Task description: Reproduce every entry that follows word for word, but omit the images.

────────────────────────────────────────

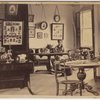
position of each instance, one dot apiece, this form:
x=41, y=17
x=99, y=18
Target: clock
x=56, y=18
x=43, y=25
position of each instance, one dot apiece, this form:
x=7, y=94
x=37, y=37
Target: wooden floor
x=43, y=85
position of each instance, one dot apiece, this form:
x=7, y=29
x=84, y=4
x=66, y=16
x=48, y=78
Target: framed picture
x=12, y=9
x=39, y=35
x=12, y=32
x=31, y=33
x=31, y=18
x=57, y=31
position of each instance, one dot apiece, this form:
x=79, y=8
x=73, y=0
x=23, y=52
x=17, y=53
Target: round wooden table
x=81, y=75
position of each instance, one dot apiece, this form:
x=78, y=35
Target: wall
x=66, y=13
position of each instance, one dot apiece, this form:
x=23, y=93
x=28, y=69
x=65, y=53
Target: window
x=86, y=34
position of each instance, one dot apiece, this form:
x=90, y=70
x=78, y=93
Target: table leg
x=94, y=71
x=81, y=76
x=49, y=65
x=28, y=85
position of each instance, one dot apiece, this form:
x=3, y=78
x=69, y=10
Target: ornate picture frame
x=57, y=31
x=12, y=32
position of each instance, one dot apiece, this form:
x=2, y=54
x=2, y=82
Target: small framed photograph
x=32, y=33
x=39, y=35
x=31, y=18
x=57, y=31
x=12, y=9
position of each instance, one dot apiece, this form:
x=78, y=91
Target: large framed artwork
x=57, y=31
x=12, y=32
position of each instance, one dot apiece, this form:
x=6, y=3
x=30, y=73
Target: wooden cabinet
x=15, y=75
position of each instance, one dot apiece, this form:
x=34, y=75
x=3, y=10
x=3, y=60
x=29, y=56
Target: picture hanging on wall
x=12, y=9
x=57, y=31
x=45, y=35
x=31, y=30
x=39, y=35
x=12, y=32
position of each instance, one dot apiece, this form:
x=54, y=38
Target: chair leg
x=80, y=89
x=57, y=89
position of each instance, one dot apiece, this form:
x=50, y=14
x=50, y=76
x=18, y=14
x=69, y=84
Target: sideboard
x=15, y=75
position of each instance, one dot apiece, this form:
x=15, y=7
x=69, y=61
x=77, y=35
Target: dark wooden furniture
x=59, y=69
x=49, y=55
x=81, y=75
x=15, y=75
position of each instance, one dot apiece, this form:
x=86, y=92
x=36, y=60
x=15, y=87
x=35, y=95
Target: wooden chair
x=59, y=69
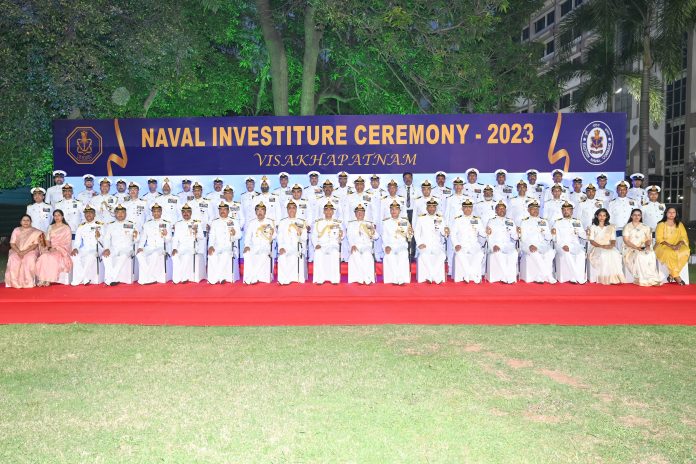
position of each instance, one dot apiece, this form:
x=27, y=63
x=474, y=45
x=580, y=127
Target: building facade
x=672, y=157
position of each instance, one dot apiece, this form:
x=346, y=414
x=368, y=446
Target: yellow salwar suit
x=674, y=261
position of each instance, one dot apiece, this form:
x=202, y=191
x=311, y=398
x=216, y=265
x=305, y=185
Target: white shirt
x=73, y=212
x=41, y=215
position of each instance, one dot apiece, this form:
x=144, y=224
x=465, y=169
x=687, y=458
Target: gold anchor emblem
x=84, y=144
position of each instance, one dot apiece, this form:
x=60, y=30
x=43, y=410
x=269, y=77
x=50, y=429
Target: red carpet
x=308, y=304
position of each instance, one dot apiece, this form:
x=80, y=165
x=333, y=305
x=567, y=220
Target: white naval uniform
x=637, y=193
x=185, y=197
x=86, y=196
x=468, y=261
x=605, y=195
x=653, y=211
x=258, y=261
x=586, y=209
x=202, y=210
x=247, y=201
x=215, y=196
x=576, y=198
x=342, y=192
x=503, y=192
x=518, y=208
x=104, y=206
x=150, y=198
x=571, y=264
x=223, y=264
x=620, y=213
x=54, y=194
x=87, y=268
x=396, y=267
x=536, y=191
x=171, y=207
x=552, y=209
x=189, y=242
x=41, y=215
x=72, y=212
x=236, y=212
x=548, y=193
x=292, y=264
x=327, y=260
x=136, y=212
x=536, y=266
x=502, y=265
x=121, y=197
x=442, y=193
x=154, y=264
x=452, y=207
x=284, y=194
x=119, y=239
x=485, y=210
x=473, y=191
x=386, y=201
x=273, y=205
x=352, y=200
x=430, y=231
x=361, y=263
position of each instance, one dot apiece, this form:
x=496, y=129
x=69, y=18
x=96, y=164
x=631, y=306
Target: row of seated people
x=536, y=250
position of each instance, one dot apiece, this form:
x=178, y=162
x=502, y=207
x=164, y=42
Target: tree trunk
x=309, y=62
x=644, y=108
x=276, y=53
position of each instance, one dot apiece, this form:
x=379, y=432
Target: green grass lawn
x=537, y=394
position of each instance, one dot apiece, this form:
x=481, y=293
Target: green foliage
x=137, y=58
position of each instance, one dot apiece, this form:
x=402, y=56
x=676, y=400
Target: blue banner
x=386, y=144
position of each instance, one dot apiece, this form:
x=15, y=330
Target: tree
x=632, y=38
x=100, y=59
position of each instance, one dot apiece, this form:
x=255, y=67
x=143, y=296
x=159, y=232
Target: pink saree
x=57, y=260
x=21, y=270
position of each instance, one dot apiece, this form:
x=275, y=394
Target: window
x=673, y=187
x=674, y=144
x=564, y=101
x=675, y=99
x=540, y=24
x=566, y=7
x=550, y=48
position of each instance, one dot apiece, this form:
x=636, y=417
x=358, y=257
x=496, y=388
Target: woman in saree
x=604, y=258
x=672, y=244
x=55, y=252
x=639, y=257
x=24, y=250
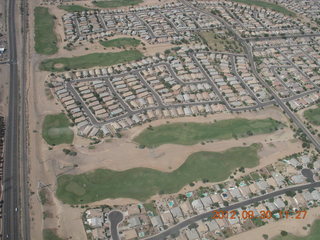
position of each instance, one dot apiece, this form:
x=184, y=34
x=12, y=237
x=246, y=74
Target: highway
x=11, y=223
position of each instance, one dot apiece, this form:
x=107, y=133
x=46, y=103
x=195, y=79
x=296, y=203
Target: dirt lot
x=46, y=164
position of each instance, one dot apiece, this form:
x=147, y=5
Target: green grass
x=49, y=234
x=116, y=3
x=55, y=129
x=90, y=60
x=142, y=183
x=314, y=234
x=43, y=196
x=269, y=5
x=150, y=207
x=45, y=37
x=313, y=115
x=192, y=133
x=74, y=8
x=121, y=42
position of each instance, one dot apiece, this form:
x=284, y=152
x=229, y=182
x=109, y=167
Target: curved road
x=115, y=217
x=176, y=228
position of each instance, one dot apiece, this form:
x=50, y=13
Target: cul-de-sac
x=160, y=119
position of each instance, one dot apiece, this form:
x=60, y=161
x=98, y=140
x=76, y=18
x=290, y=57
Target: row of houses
x=166, y=23
x=253, y=21
x=143, y=220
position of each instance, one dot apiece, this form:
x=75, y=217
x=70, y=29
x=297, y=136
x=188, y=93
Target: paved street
x=11, y=218
x=115, y=217
x=206, y=215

────────────────────────────────────────

Expected output:
position of each instance, one dot apiece, this form:
x=41, y=17
x=99, y=18
Target: clock
x=56, y=18
x=43, y=25
position of each instance, one dot apiece, this form:
x=7, y=94
x=37, y=37
Target: wooden floor
x=43, y=85
position of each instance, one dot apiece, this form:
x=7, y=29
x=84, y=4
x=66, y=16
x=48, y=78
Target: framed picture
x=12, y=9
x=39, y=35
x=12, y=32
x=31, y=33
x=31, y=18
x=57, y=31
position of each instance, one dot apiece, this form:
x=79, y=8
x=73, y=0
x=23, y=52
x=17, y=53
Target: round wooden table
x=81, y=75
position of each instance, one dot apiece, this form:
x=78, y=35
Target: wall
x=66, y=13
position of each instance, one dot apiece, this form:
x=23, y=93
x=28, y=69
x=65, y=53
Target: window
x=86, y=34
position of each instance, one dot apiece, this form:
x=90, y=70
x=78, y=93
Target: table leg
x=94, y=71
x=81, y=76
x=49, y=65
x=28, y=85
position of each instance, one dot apiece, this form:
x=3, y=78
x=69, y=10
Target: ornate picture frame
x=57, y=31
x=12, y=32
position of each instance, one dot apiece, this form:
x=2, y=54
x=2, y=82
Target: small framed photograph
x=32, y=33
x=39, y=35
x=31, y=18
x=57, y=31
x=12, y=9
position of each instance, one dot apiece, this form:
x=78, y=91
Target: large framed artwork
x=57, y=31
x=12, y=32
position of each instance, one dot apiece, this form:
x=6, y=3
x=30, y=73
Target: wooden cabinet
x=15, y=75
position of each instance, one dot apiece, this form:
x=34, y=75
x=3, y=10
x=3, y=60
x=29, y=56
Target: picture hanging on wall
x=12, y=9
x=57, y=31
x=45, y=35
x=31, y=30
x=39, y=35
x=12, y=32
position of each instance, one dot apiece, this form:
x=54, y=38
Target: chair leg
x=80, y=89
x=57, y=89
position of each instance, one dot apiece, this form:
x=50, y=14
x=50, y=76
x=18, y=14
x=69, y=84
Target: sideboard
x=15, y=75
position of each instance, one dot apiece, this form:
x=15, y=7
x=69, y=61
x=77, y=35
Target: dark wooden furniture
x=59, y=69
x=49, y=55
x=81, y=75
x=15, y=75
position of each instance, one dot apiece, this form:
x=86, y=92
x=36, y=60
x=15, y=87
x=35, y=95
Target: wooden chair
x=59, y=69
position of each instance, one dot apiece, this form:
x=27, y=63
x=474, y=45
x=580, y=127
Target: building facade
x=672, y=157
position of each instance, one dot apiece, this form:
x=346, y=414
x=368, y=446
Target: yellow salwar suit
x=674, y=261
position of each instance, one dot apiece, this form:
x=202, y=191
x=311, y=398
x=216, y=265
x=305, y=185
Target: white shirt
x=73, y=212
x=41, y=215
position of each instance, one dot apiece, this form:
x=144, y=224
x=465, y=169
x=687, y=458
Target: gold anchor emblem
x=84, y=144
position of each instance, one dot apiece, this form:
x=60, y=30
x=43, y=410
x=269, y=77
x=50, y=429
Target: red carpet
x=308, y=304
position of each instance, one dot apiece, this form:
x=80, y=165
x=333, y=305
x=567, y=220
Target: white naval uniform
x=637, y=193
x=185, y=197
x=86, y=196
x=468, y=261
x=605, y=195
x=653, y=211
x=258, y=261
x=586, y=209
x=202, y=210
x=247, y=201
x=215, y=196
x=576, y=198
x=342, y=192
x=503, y=192
x=518, y=208
x=104, y=206
x=150, y=198
x=571, y=264
x=223, y=264
x=620, y=213
x=54, y=194
x=87, y=268
x=396, y=267
x=536, y=191
x=171, y=207
x=552, y=209
x=189, y=242
x=41, y=215
x=72, y=212
x=236, y=212
x=548, y=193
x=292, y=264
x=327, y=260
x=136, y=212
x=536, y=266
x=502, y=265
x=121, y=197
x=442, y=193
x=154, y=264
x=452, y=207
x=284, y=194
x=119, y=239
x=485, y=210
x=473, y=191
x=386, y=201
x=273, y=205
x=352, y=200
x=430, y=231
x=361, y=263
position of each instance, one dot apiece, this form:
x=496, y=129
x=69, y=18
x=96, y=164
x=631, y=306
Target: row of seated people
x=536, y=250
position of each instance, one dot apiece, this form:
x=178, y=162
x=502, y=207
x=164, y=42
Target: tree trunk
x=309, y=62
x=644, y=108
x=276, y=53
position of each instance, one dot apiece, this form:
x=379, y=432
Target: green grass lawn
x=537, y=394
position of each instance, one dot apiece, this form:
x=481, y=293
Target: green foliage
x=137, y=58
position of each instance, one dot apiece, this form:
x=402, y=56
x=676, y=400
Target: blue banner
x=386, y=144
position of each instance, one dot apiece, this form:
x=15, y=330
Target: tree
x=632, y=38
x=100, y=59
position of each instance, one dot apiece, this form:
x=255, y=67
x=143, y=296
x=159, y=232
Target: pink saree
x=57, y=260
x=21, y=270
position of each instance, one dot apiece, this form:
x=275, y=394
Target: window
x=673, y=187
x=674, y=144
x=564, y=101
x=675, y=99
x=540, y=24
x=566, y=7
x=550, y=48
position of each instance, one dot apiece, this form:
x=636, y=417
x=358, y=257
x=496, y=388
Target: woman in saree
x=604, y=258
x=672, y=244
x=55, y=252
x=639, y=257
x=24, y=250
position of each instance, one dot apiece, this form:
x=184, y=34
x=12, y=237
x=246, y=74
Target: highway
x=11, y=223
position of each instance, one dot apiece, this form:
x=107, y=133
x=46, y=103
x=195, y=79
x=296, y=203
Target: dirt lot
x=46, y=164
position of each instance, one dot apiece, this form:
x=147, y=5
Target: green grass
x=49, y=234
x=116, y=3
x=55, y=129
x=90, y=60
x=142, y=183
x=314, y=234
x=43, y=196
x=269, y=5
x=150, y=207
x=45, y=37
x=313, y=115
x=192, y=133
x=74, y=8
x=121, y=42
position of each instance, one dot apiece, this form:
x=284, y=152
x=229, y=182
x=109, y=167
Target: curved road
x=115, y=217
x=176, y=228
position of each instance, one dot apiece, this form:
x=50, y=13
Target: cul-de-sac
x=160, y=119
position of each instance, one dot apiece, this form:
x=60, y=161
x=98, y=140
x=76, y=18
x=290, y=57
Target: row of houses
x=166, y=23
x=253, y=21
x=143, y=220
position of each instance, one dot apiece, this form:
x=75, y=217
x=70, y=29
x=297, y=136
x=188, y=93
Target: paved street
x=11, y=218
x=115, y=217
x=206, y=215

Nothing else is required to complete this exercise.